Records for the task below:

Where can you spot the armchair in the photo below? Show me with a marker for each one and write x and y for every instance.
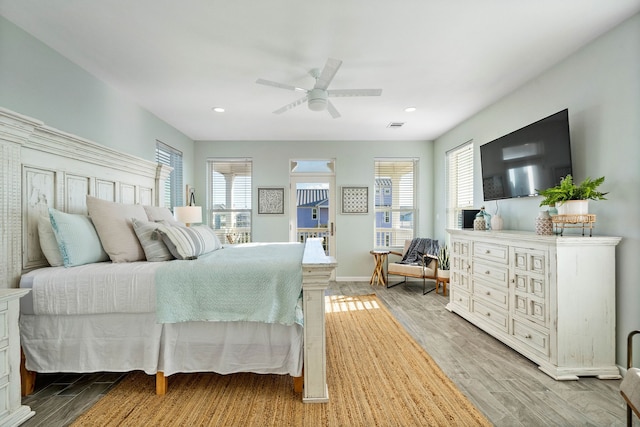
(630, 386)
(419, 260)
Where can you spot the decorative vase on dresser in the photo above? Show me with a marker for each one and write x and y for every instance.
(550, 298)
(12, 412)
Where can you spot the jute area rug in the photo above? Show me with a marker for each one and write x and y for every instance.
(376, 373)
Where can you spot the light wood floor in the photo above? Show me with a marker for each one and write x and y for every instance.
(506, 387)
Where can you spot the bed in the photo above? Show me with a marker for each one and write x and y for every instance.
(108, 325)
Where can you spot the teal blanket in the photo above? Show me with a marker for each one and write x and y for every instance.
(252, 282)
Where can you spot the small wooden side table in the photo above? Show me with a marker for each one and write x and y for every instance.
(444, 280)
(380, 258)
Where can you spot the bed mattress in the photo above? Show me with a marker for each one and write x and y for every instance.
(98, 288)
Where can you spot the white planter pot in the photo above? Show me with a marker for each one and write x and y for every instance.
(574, 207)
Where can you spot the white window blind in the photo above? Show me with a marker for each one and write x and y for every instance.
(395, 202)
(230, 199)
(459, 183)
(169, 156)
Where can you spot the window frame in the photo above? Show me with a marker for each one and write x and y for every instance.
(459, 182)
(402, 204)
(231, 233)
(170, 156)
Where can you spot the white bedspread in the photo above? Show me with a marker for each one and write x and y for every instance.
(95, 288)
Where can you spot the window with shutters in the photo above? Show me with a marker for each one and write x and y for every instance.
(169, 156)
(459, 163)
(395, 201)
(230, 199)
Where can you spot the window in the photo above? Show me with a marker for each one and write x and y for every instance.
(459, 183)
(169, 156)
(230, 199)
(395, 204)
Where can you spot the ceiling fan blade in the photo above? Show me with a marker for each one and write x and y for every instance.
(290, 106)
(332, 110)
(280, 85)
(354, 92)
(328, 72)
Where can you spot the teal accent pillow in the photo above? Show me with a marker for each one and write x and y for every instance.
(77, 239)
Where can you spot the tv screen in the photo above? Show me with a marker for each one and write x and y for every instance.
(533, 158)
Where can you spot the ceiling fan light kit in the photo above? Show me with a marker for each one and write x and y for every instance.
(317, 98)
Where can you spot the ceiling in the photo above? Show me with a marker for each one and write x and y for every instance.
(448, 58)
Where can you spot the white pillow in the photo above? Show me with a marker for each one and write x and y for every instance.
(151, 241)
(48, 242)
(156, 213)
(77, 239)
(113, 224)
(189, 242)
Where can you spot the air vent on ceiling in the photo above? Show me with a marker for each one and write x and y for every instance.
(395, 125)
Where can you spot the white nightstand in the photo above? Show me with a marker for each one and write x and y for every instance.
(12, 412)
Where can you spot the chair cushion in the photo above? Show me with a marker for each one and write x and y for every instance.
(411, 270)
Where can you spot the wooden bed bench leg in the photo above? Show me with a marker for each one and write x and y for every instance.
(27, 378)
(161, 384)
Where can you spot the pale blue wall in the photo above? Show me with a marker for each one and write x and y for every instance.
(600, 85)
(38, 82)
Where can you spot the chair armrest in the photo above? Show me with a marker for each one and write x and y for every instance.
(427, 259)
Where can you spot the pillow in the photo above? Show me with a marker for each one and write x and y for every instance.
(151, 241)
(156, 213)
(48, 242)
(189, 242)
(77, 239)
(113, 224)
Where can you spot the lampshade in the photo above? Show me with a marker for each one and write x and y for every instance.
(188, 214)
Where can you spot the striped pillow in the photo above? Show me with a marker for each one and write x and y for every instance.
(152, 244)
(189, 242)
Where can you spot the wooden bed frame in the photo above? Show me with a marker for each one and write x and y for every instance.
(43, 167)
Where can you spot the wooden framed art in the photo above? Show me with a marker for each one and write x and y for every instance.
(271, 200)
(355, 200)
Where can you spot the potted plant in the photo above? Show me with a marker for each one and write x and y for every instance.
(571, 198)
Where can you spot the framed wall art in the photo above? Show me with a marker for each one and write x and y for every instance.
(271, 200)
(355, 200)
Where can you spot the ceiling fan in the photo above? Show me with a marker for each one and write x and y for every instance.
(317, 98)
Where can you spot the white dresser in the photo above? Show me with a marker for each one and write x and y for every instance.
(12, 412)
(550, 298)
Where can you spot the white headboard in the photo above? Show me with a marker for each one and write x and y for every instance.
(42, 167)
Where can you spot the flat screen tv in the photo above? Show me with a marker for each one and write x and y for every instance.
(533, 158)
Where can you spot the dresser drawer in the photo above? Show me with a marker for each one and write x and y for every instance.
(495, 273)
(494, 295)
(491, 315)
(532, 309)
(490, 251)
(460, 299)
(534, 339)
(460, 280)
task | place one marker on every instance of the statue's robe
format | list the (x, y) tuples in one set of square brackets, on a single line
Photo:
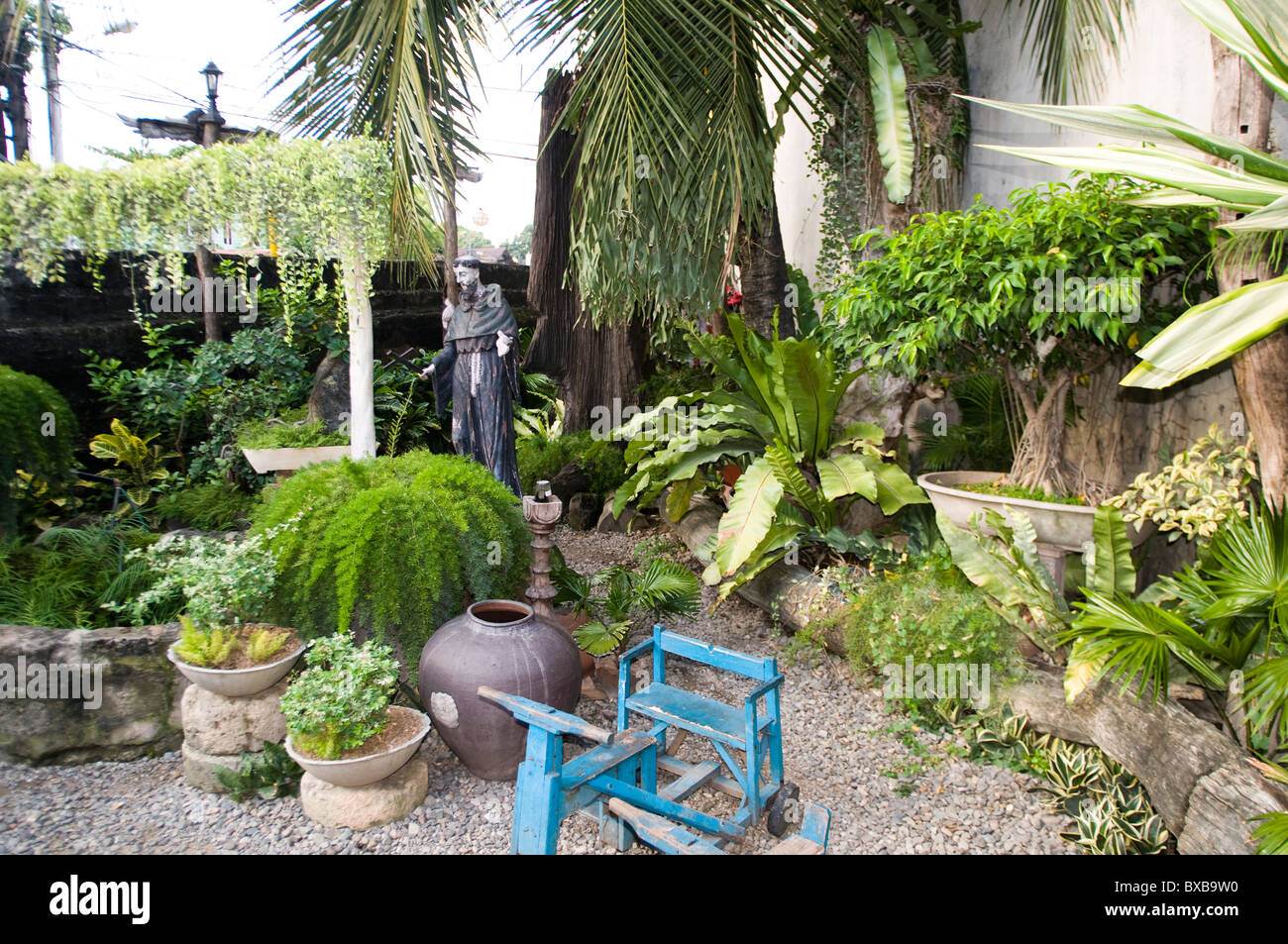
[(481, 385)]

End of Records for the task.

Omit the pictures, then give all the lines above again exactly.

Where can you spot the armchair in the photo below? Show me with a marker for each one and write x and y for every instance.
(630, 386)
(419, 260)
Where can you spot the decorative vase on dresser in the photo above? Show me with a marker for each one and write x and y for every instance.
(550, 298)
(12, 412)
Where can you spot the jute area rug in the photo above? Show me with a marker for each one and write x and y for every instance.
(376, 373)
Where can you spot the light wood floor in the photo above? Show me with a marker for each one and write x and y for every instance.
(506, 387)
Where can you spot the bed in the photo above? Show me with a marker for each one and write x and y for every instance.
(108, 325)
Where can you spot the teal blanket in the photo above? Show me with a marker for each one and write x and y for every instance.
(252, 282)
Where can you spot the small wooden side table in the photo above? Show me with a marker for each one and write x and y for every instance.
(444, 280)
(380, 258)
Where can you spot the bed mattress in the photo above? Show me with a marker for each one and write x and y for every instance.
(98, 288)
Where can you spot the white planter pot in the photo above? Show me with a marker for each one and write x and y for every instance.
(574, 207)
Where can you spot the white window blind in the photo above? Show me with a marker for each one and write x and y for every instance.
(395, 202)
(230, 199)
(459, 183)
(169, 156)
Where can you spot the window frame in the photo above? Show me with a marker for each one and write x and y for every instance.
(459, 182)
(402, 204)
(231, 233)
(170, 156)
Where can you spot the white bedspread in the photo above? Show me with a marker for each one and write x and y for every instance.
(95, 288)
Where can you spot the window with shutters in the photo above? Show me with a marker for each one and write x and y for every instance.
(169, 156)
(459, 163)
(395, 201)
(230, 199)
Where can you spot the window in the photo above? Show me with a marker for each one and write x and y for every instance.
(459, 183)
(169, 156)
(230, 199)
(395, 204)
Where can you spot the ceiling fan blade in the photo above? Show me with a marker for each one and write x and y for every instance.
(290, 106)
(332, 110)
(280, 85)
(354, 92)
(328, 72)
Where can you spot the teal accent pillow in the photo above? Show me with a marker for each one and write x and y for every instance.
(77, 239)
Where can you spot the tv screen in the photo above? Show me with a marker for each one and write x and y for every instance.
(533, 158)
Where can you spot the ceiling fan light kit in the photo above? Show me with a marker for each one and write x and y for every instance.
(317, 98)
Where can you spot the ceiling in the photo above? Show me with a marker for each one and write x and y for every instance.
(448, 58)
Where can you spot the white pillow in the photo above? Show me with a marker for each one and write x and y for every instance.
(151, 241)
(48, 242)
(156, 213)
(77, 239)
(113, 224)
(189, 242)
Where can you spot the air vent on ceiling in the photo above? Show me with a marker for each one and write x and y for every instance.
(395, 125)
Where can you spot the white nightstand in the photo above? Show me with a marker for each one and write x and y for every instance.
(12, 412)
Where can you spot the chair cushion in the photo above? Show me with a marker for each one and write x and y for every instance.
(411, 270)
Where can you spot the wooden bed bench leg in the photo above? Show me with a marker for each one and write x and y for every instance.
(27, 378)
(161, 384)
Where can you spot the pale blue wall in the photo above? Show me with a marker for each one and write x and y for every instance.
(600, 85)
(38, 82)
Where can you spot the chair armrest in the photo above? Show me with a marker for each one and write x and y for every instance.
(427, 259)
Where can you spot the pillow in the photo above? Show me with a marker for each one and write x and y for every instance.
(151, 241)
(156, 213)
(48, 242)
(189, 242)
(77, 239)
(113, 224)
Where can you spot the lampshade in the photo above? Show me with a marker for each one and write x and y for every instance.
(188, 214)
Where can you spot the striped pillow in the photo above? Show me with a marker for each one and write x and y for every instance.
(152, 244)
(189, 242)
Where can you spot the wooden bed frame in the photo above? Show me with a marker for each one and write x and y for every instance.
(43, 167)
Where can you spot the wooden framed art in the photo above? Show me with a marker for each one and write x and y for every instance.
(271, 200)
(355, 200)
Where can you spot the potted plant in the photo above? Show me with a marker for each one and write x and y for every instance.
(571, 198)
Where can you spot the framed wall art in the photo above? Show me with a marker for each one and write x and y for every instance.
(271, 200)
(355, 200)
Where can you spot the ceiling fan in the photo above? Show me with a marker for each one and write x and y for every instance.
(317, 98)
Where can you spot the white dresser in the photo above? Show me with a marker for each one and write x and y for every instance.
(12, 412)
(550, 298)
Where can you spot the white headboard in the photo above? Show me with a marker for each one and write x and y for every instance.
(42, 167)
Where can you spot the flat screen tv in the photo above? Show me with a marker for each one and write x and y for every instance.
(533, 158)
Where can you spot the dresser drawer in the photo above? Show me with a marker for each one and write x and y for every instance.
(495, 273)
(494, 295)
(491, 315)
(532, 309)
(490, 251)
(460, 299)
(534, 339)
(460, 280)
task | place one marker on every instance of the statue's robe
format | list the (x, y) tuples in one set of square brackets, on a single line
Photo:
[(481, 385)]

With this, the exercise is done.